▶ [WHAT YOU HAVE TO DO] Exclude the pictures, then copy all remaining records exactly.

——

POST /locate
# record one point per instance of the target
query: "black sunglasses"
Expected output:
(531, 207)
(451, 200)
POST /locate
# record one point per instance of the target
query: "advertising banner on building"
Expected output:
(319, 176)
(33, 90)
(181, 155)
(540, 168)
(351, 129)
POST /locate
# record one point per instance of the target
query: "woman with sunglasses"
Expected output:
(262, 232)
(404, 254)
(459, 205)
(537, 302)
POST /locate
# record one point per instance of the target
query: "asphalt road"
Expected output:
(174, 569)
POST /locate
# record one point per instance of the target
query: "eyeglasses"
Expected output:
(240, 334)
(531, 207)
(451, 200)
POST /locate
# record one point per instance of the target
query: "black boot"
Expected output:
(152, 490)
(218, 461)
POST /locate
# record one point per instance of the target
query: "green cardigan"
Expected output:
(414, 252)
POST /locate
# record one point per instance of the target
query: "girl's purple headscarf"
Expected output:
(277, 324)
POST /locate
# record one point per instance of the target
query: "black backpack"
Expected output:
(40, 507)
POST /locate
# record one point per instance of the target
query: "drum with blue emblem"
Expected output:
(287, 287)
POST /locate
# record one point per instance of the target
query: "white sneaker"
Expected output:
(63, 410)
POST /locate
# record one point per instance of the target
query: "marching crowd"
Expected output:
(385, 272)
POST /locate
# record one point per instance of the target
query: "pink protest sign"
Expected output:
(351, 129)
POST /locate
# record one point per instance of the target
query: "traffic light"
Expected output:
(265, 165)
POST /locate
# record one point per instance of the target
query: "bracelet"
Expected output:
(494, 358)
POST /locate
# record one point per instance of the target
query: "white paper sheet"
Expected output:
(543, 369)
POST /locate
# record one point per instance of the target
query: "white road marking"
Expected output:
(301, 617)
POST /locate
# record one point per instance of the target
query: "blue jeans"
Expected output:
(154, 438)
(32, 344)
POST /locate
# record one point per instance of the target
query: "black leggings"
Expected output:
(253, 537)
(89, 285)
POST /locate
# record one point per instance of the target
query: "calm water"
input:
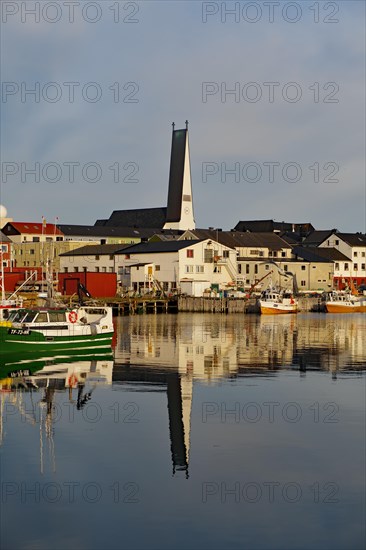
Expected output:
(203, 431)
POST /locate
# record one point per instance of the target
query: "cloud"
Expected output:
(169, 54)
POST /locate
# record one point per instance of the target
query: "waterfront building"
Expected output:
(174, 264)
(353, 247)
(6, 250)
(99, 234)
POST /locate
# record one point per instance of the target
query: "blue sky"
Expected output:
(164, 66)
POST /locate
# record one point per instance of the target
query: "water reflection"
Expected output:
(163, 432)
(168, 353)
(213, 346)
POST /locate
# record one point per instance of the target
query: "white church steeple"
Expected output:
(180, 200)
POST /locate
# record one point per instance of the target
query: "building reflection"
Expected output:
(177, 351)
(172, 353)
(211, 347)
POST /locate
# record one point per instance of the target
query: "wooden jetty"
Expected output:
(133, 305)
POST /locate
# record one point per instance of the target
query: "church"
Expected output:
(178, 214)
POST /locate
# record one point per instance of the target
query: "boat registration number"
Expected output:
(18, 331)
(19, 373)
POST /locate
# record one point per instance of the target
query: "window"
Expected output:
(57, 316)
(208, 255)
(42, 318)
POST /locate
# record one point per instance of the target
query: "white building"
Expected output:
(169, 264)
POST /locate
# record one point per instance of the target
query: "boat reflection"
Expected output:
(170, 353)
(30, 387)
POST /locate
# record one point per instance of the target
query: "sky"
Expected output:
(274, 93)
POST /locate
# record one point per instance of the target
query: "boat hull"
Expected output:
(277, 309)
(35, 342)
(334, 307)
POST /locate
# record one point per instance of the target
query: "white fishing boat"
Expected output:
(39, 330)
(275, 301)
(345, 302)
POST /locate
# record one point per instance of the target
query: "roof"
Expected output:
(96, 250)
(353, 239)
(319, 254)
(4, 238)
(104, 231)
(271, 225)
(141, 217)
(17, 228)
(315, 238)
(159, 247)
(237, 239)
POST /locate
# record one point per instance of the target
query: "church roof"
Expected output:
(138, 218)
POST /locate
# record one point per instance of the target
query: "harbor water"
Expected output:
(202, 431)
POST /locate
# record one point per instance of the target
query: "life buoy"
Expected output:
(73, 316)
(72, 380)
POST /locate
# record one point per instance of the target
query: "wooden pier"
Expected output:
(133, 305)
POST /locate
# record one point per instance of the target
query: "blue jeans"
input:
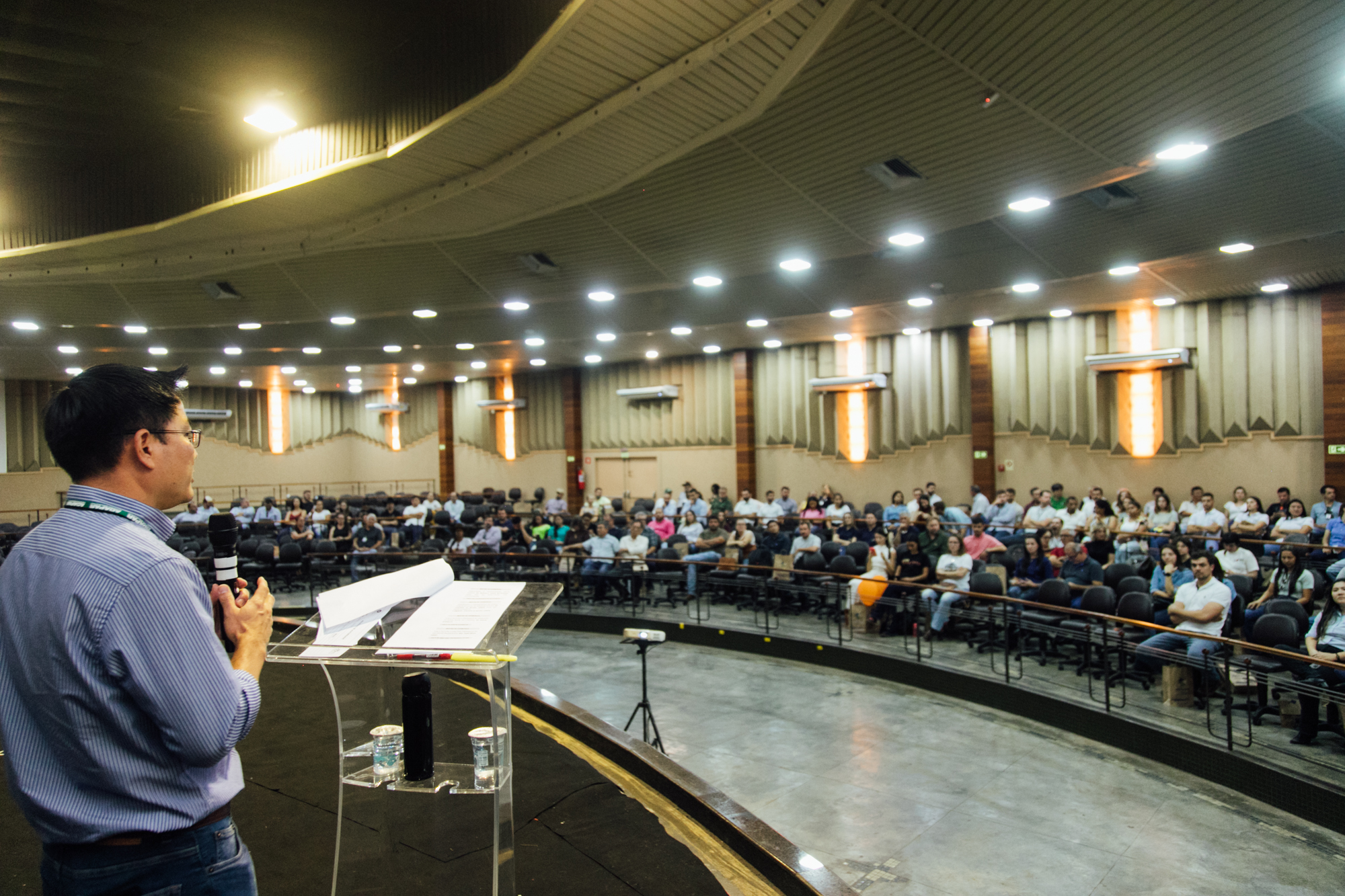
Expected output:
(208, 861)
(691, 571)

——

▶ [RESULT]
POST /locate
# record one point per instance of the target
query: "black sunglasses"
Expected output:
(531, 207)
(451, 200)
POST /locate
# record one point per instance of the target
query: "advertising banner on building"
Expected output:
(319, 176)
(33, 90)
(181, 155)
(540, 168)
(351, 129)
POST /locate
# record one point per instance of the target
query: "woman with sunglasses"
Expected output:
(262, 232)
(404, 254)
(459, 205)
(537, 302)
POST /locate
# record one point per instance of the target
query: "asphalt road"
Expected output:
(174, 569)
POST /locate
# record one point per instance of the target
query: "eyeglasses"
Expected output:
(240, 334)
(531, 207)
(451, 200)
POST /locate
# record one point per instance of the target
query: "black boot"
Expected output:
(152, 490)
(218, 461)
POST /locate
# record one point per instance of the target
query: "green cardigan"
Expected output:
(414, 252)
POST /locate
# record one point per instance of the target
query: "girl's purple headscarf"
Expected output:
(277, 324)
POST /locate
# record one point per instance of the target
query: "black backpack"
Expected output:
(40, 507)
POST /locate
# record one point per instance of the target
query: "drum with blue emblem"
Expected output:
(287, 287)
POST /locate
# record one point per instance of the target
query: "white sneaker"
Expected output:
(63, 410)
POST /locate
# record one point per instance of the target
query: "marching crowd"
Expected output:
(385, 272)
POST /locate
# record one point per instance of the target
query: "pink protest sign"
Expected output:
(351, 129)
POST /locate
# record one point per instance of the target
query: "traffic light"
Expected output:
(265, 165)
POST /locate
# record one point per instance of the target
query: "bracelet"
Expected output:
(494, 358)
POST /locate
# record one point per instance of the target
query: "white paper sheet"
Expected output:
(543, 369)
POST /locate
# record one point per instance of the target
query: "white road marking"
Expected output:
(301, 617)
POST /locate
# record one point per instance of the target
query: "blue jeans"
Expected output:
(154, 438)
(32, 344)
POST /locate
# record one point per instance of the target
query: "black leggings"
Expected output:
(253, 537)
(89, 285)
POST /locate
# record one point per instance of the target
query: "calm water"
input:
Expected output:
(203, 431)
POST /locate
# record one point per instance of the target
query: "cloud"
Expected output:
(169, 54)
POST /locate
# record one point per instance of the target
query: "waterfront building"
Expected output:
(174, 264)
(353, 247)
(6, 250)
(99, 234)
POST /locate
# record one point per instance of the target
query: "blue sky"
Expected output:
(164, 66)
POST /locate
# record one point per instance of the target
query: "water reflection"
Expected output:
(163, 432)
(168, 353)
(213, 346)
POST /locate
# record one point per instance of the target
query: "white church steeple"
Expected output:
(180, 200)
POST /locate
# record one point per instance of the target
query: "building reflection"
Expected output:
(177, 351)
(172, 353)
(211, 347)
POST /locate
# record one point per instance of the target
query: "wooden jetty"
Expected output:
(133, 305)
POST /locate
# record one point per instance of the target
query: "church"
Expected output:
(178, 214)
POST /locate
# record one point per instance of the target
query: "boat registration number"
Expected output:
(18, 331)
(19, 373)
POST /locate
# record one point per instance of the target
query: "window"
Expected output:
(57, 316)
(208, 255)
(42, 318)
POST /locate
# record one point per instance of the target
query: "white building"
Expected output:
(169, 264)
POST /locate
# record one point per instance of the target
query: "boat reflection"
Expected output:
(170, 353)
(30, 387)
POST /locate
# record one point per instance of the target
query: "sky"
Expected output:
(274, 93)
POST /locate
# record one point per instance of the target
query: "boat hull"
Expected output:
(277, 309)
(35, 342)
(334, 307)
POST /locate
# record one point per instance of the target
query: "white fishing boat"
Expected output:
(39, 330)
(275, 301)
(345, 302)
POST /locate
# record one point per instance of the target
query: "roof"
Expected output:
(96, 250)
(353, 239)
(319, 254)
(4, 238)
(104, 231)
(271, 225)
(141, 217)
(17, 228)
(315, 238)
(159, 247)
(237, 239)
POST /locate
# record one point per instance of the target
query: "church roof"
Expected output:
(138, 218)
POST /locate
# record one point per instance of the target
query: "harbor water"
Expected output:
(202, 431)
POST /locate
# record one point per instance of the target
query: "life buoy"
Expected output:
(73, 316)
(72, 380)
POST /locate
# record one point per instance of the target
query: "wooden pier"
Expected output:
(133, 305)
POST /locate
# record one point per instance of the target
query: "blue jeans"
input:
Expected output:
(208, 861)
(691, 571)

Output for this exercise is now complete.